• [Job 1]: List each way that the letter to SGI-USA members below says member support has helped rebuild the SGI-USA.

• [Exercise text]:
□ □ □

To our wonderful SGI-USA members,
This week marks the conclusion of the ninth May Commemorative Contribution activity since I undertook the privilege of serving our members as the SGI-USA General Director.
Each time, I am ceaselessly amazed by our members’ selflessness, steadfastness and warm hearts—even in these times that continue to be uncertain, economically and in many other ways.
When I started my Buddhist practice about 40 years ago, there was no May Contribution effort. It was something we initiated a bit more than 20 years ago.
Since then, your amazing support has helped rebuild the SGI-USA by: purchasing and leasing new centers in places that didn’t have one; expanding existing centers; building our translation, study and periodicals team; strengthening our IT and data security capabilities to better serve you; and advancing our Buddhability social media platform for American youth. The list is endless.

□ □ □

• [Job 2]: Rewrite the listing from its first line up to and including the line with "129L64 166L82 173L91", changing "positive clicks" to "foreground clicks" and keeping everything else the same.

• [Records for this task]:

□ □ □

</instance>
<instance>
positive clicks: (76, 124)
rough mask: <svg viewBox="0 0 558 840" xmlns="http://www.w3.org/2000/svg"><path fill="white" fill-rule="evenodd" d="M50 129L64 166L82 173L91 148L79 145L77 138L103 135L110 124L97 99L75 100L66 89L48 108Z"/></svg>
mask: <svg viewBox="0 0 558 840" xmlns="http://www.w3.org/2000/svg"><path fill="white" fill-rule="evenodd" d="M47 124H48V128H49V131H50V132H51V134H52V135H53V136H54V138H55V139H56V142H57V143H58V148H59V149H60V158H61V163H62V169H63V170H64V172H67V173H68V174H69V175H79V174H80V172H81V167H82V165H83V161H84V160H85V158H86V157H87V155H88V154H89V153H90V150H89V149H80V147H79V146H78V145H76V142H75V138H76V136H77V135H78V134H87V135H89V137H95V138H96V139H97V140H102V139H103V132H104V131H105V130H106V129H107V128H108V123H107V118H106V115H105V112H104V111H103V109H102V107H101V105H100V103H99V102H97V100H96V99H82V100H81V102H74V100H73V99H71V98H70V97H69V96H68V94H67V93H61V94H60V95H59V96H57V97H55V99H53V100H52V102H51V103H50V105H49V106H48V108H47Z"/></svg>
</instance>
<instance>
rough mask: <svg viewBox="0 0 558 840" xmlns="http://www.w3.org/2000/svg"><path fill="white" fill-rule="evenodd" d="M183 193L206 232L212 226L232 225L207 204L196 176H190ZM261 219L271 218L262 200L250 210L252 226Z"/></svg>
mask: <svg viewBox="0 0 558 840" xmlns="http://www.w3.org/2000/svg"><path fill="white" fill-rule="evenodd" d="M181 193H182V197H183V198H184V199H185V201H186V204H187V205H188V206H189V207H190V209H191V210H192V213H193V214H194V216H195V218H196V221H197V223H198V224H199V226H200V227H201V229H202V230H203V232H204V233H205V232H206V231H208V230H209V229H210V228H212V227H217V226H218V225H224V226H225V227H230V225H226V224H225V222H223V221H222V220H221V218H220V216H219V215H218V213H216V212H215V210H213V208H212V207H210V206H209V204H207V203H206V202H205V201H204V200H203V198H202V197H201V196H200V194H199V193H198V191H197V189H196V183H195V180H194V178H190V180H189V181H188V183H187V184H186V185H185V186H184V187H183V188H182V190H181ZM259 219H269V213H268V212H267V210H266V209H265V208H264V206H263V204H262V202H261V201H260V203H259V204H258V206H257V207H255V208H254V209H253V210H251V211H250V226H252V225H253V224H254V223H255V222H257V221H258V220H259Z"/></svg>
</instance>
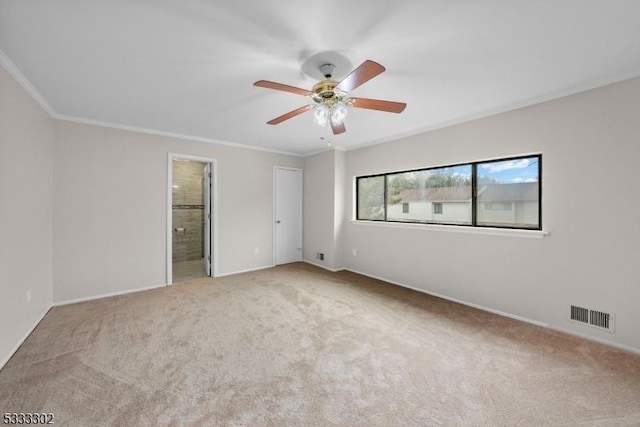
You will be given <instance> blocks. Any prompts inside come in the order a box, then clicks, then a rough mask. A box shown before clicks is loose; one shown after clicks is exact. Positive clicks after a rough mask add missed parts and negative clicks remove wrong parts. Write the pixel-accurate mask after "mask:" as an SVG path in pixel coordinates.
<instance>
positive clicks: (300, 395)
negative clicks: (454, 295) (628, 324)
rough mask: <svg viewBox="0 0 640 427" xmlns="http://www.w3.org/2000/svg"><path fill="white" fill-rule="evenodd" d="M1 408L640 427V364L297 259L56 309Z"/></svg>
mask: <svg viewBox="0 0 640 427" xmlns="http://www.w3.org/2000/svg"><path fill="white" fill-rule="evenodd" d="M0 411H1V412H51V413H54V414H55V422H56V424H57V425H74V426H76V425H77V426H96V425H117V426H147V425H148V426H155V425H221V426H226V425H247V426H260V425H265V426H290V425H291V426H315V425H318V426H320V425H348V426H376V425H378V426H413V425H415V426H425V425H427V426H430V425H474V426H476V425H518V426H523V425H525V426H526V425H529V426H539V425H607V426H608V425H628V426H632V425H634V426H637V425H640V357H639V356H637V355H633V354H628V353H625V352H622V351H618V350H616V349H613V348H609V347H606V346H603V345H599V344H596V343H592V342H589V341H585V340H582V339H578V338H574V337H571V336H567V335H564V334H560V333H556V332H553V331H549V330H546V329H543V328H539V327H536V326H532V325H528V324H524V323H521V322H518V321H514V320H511V319H506V318H503V317H500V316H496V315H493V314H489V313H486V312H482V311H480V310H475V309H472V308H469V307H465V306H461V305H458V304H454V303H452V302H448V301H445V300H441V299H437V298H434V297H430V296H427V295H423V294H420V293H418V292H414V291H410V290H407V289H403V288H400V287H396V286H393V285H390V284H387V283H384V282H379V281H376V280H372V279H369V278H366V277H362V276H359V275H356V274H352V273H347V272H341V273H330V272H326V271H323V270H320V269H317V268H315V267H313V266H309V265H305V264H290V265H286V266H280V267H276V268H273V269H268V270H263V271H259V272H255V273H246V274H239V275H235V276H230V277H224V278H219V279H210V278H206V279H199V280H196V281H193V282H188V283H184V284H178V285H174V286H172V287H168V288H162V289H156V290H151V291H145V292H139V293H135V294H130V295H125V296H118V297H112V298H106V299H102V300H96V301H90V302H84V303H78V304H73V305H68V306H64V307H56V308H53V309H52V310H51V311H50V312H49V313H48V314H47V315H46V317H45V318H44V320H43V321H42V322H41V324H40V325H39V326H38V327H37V328H36V330H35V331H34V333H33V334H32V335H31V336H30V337H29V338H28V339H27V341H26V342H25V343H24V345H23V346H22V347H21V348H20V349H19V350H18V352H17V353H16V354H15V356H14V357H13V358H12V359H11V360H10V361H9V363H8V364H7V365H6V366H5V368H4V369H3V370H2V371H0Z"/></svg>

□ □ □

• [Expected answer 1]:
- Purchasing and leasing new centers in places that didn't have one
- Expanding existing centers
- Building the translation, study and periodicals team
- Strengthening IT and data security capabilities
- Advancing the Buddhability social media platform for American youth

• [Expected answer 2]:
</instance>
<instance>
foreground clicks: (76, 124)
rough mask: <svg viewBox="0 0 558 840" xmlns="http://www.w3.org/2000/svg"><path fill="white" fill-rule="evenodd" d="M50 129L64 166L82 173L91 148L79 145L77 138L103 135L110 124L97 99L75 100L66 89L48 108Z"/></svg>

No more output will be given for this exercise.